▸ **YOUR TASK**
In full and exactly, reproduce the entries below, but omit the pictures.

BEGIN

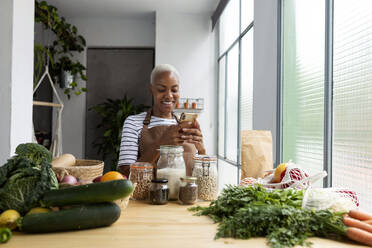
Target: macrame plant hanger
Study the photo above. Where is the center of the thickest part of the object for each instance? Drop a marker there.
(56, 145)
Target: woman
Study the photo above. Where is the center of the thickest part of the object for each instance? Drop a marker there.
(144, 133)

END

▸ **SOLUTION TO THIS TASK**
Target: macrame plant hanger
Study the photo above. Where is the center of the thickest part of the object for each instance? Drop a marker there.
(56, 145)
Target: woman
Study the photo above. Where is the center of the thickest part of the object for each instance? Drop a marker there.
(144, 133)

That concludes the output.